Part4: Building a Simple Regression Model and Preparing Training Tensors
With 2+ years of experience in web backend development, I now specialize in AI engineering, building intelligent systems and scalable solutions. Passionate about crafting innovative software, I love exploring new technologies, experimenting with AI models, and bringing ideas to life. Always learning, always building.
So far, we have implemented our dataset, layers, and an initializer. Now, it’s time to combine them and start shaping an actual neural network.
Before we get to the code, let’s first walk through the internal structure of the model we are about to build.
Model Structure
In Part 2, we generated synthetic data using this formula:
$$y=0.01x^3−0.5x+20+noise$$
This is a non-linear function because of the x³ term.
To capture non-linearity, our neural network must have at least:
1 input feature (x)
a hidden layer with activation
1 output feature (y)

### DATA
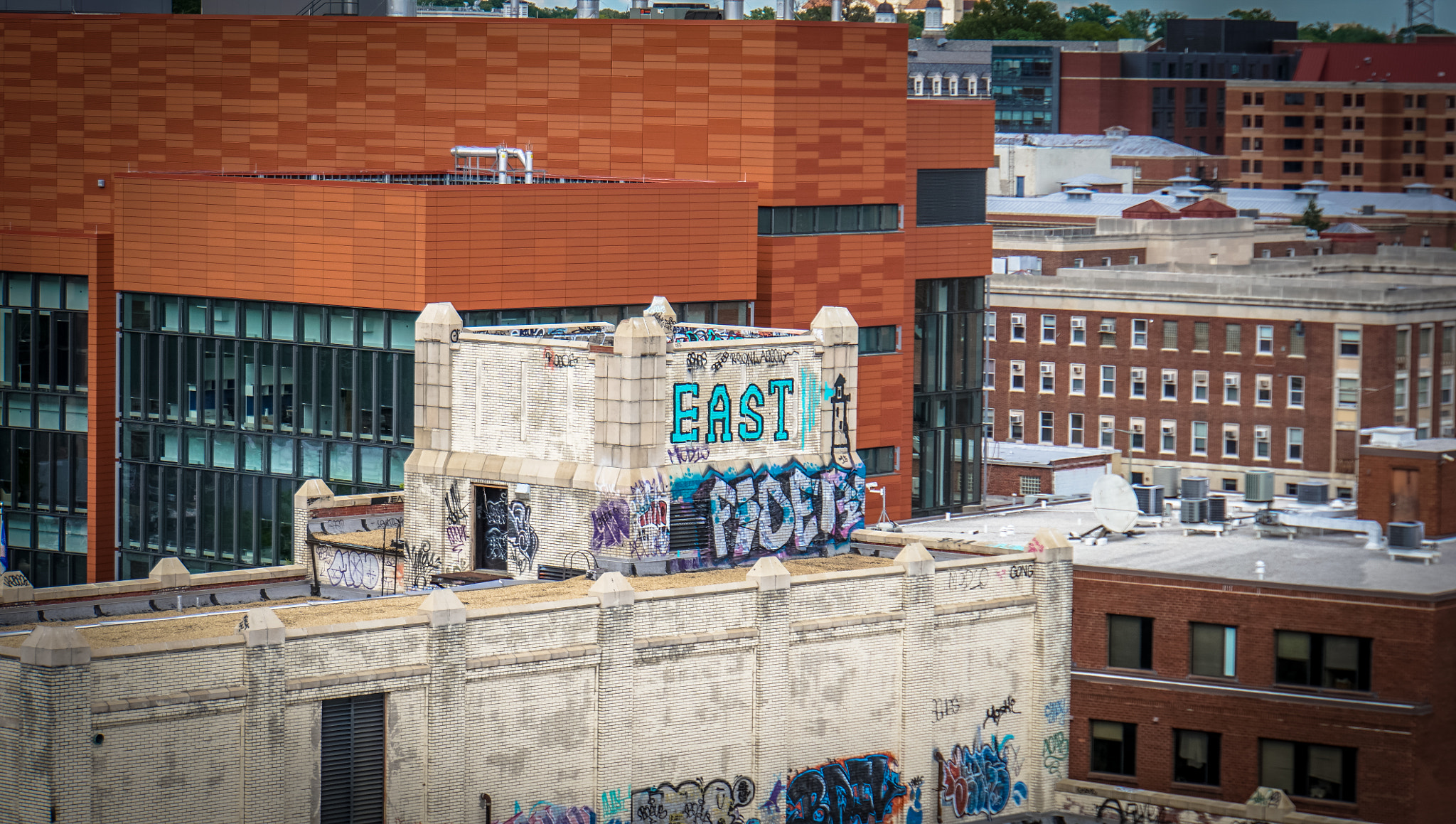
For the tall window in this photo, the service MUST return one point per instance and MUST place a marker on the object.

### WRITTEN REQUEST A
In the regression model tutorial, what does it say the neural network must have at minimum to capture non-linearity? List each item.
### WRITTEN REQUEST B
Resume the regression model tutorial right after its final line.

### EXPECTED ANSWER A
1 input feature (x)
a hidden layer with activation
1 output feature (y)

### EXPECTED ANSWER B
Input Layer (1 → H)
The input layer receives a single input value x. Hence, the size of input layer is 1. It will send data to hideen layers.
Hidden Layer (H)
The hidden layer is the core component that allows the neural network to learn the non-linear relationship between the input x and the output y.
Each neuron receives input from the previous layer (the input layer, which is just x) and performs a calculation which introduces the necessary non-linearity needed to model the curve defined by the term x³. The hidden layer transforms the input x into a set of learned features or representations. These features are then passed to the output layer to make the final prediction. The size of the hidden layer is a hyperparameter chosen by the user and determines the network's capacity to learn complex patterns.
Output Layer (H → 1)
The output layer takes the features from the hidden layer and produces a single predicted value y.
Implementing the Configuration Structure
For robust and reproducible machine learning experiments, it is essential to manage training hyperparameters external to the code. We will use a .env file to store these configuration values.
Dependency Setup
First, add the dotenv crate to Cargo.toml. This crate automates reading the .env file and setup environment variables.
[package]
name = "simple-regression"
version = "0.1.0"
edition = "2021"
[dependencies]
burn = { version = "0.17.1", features = ["ndarray"] }
rand = "0.9.1"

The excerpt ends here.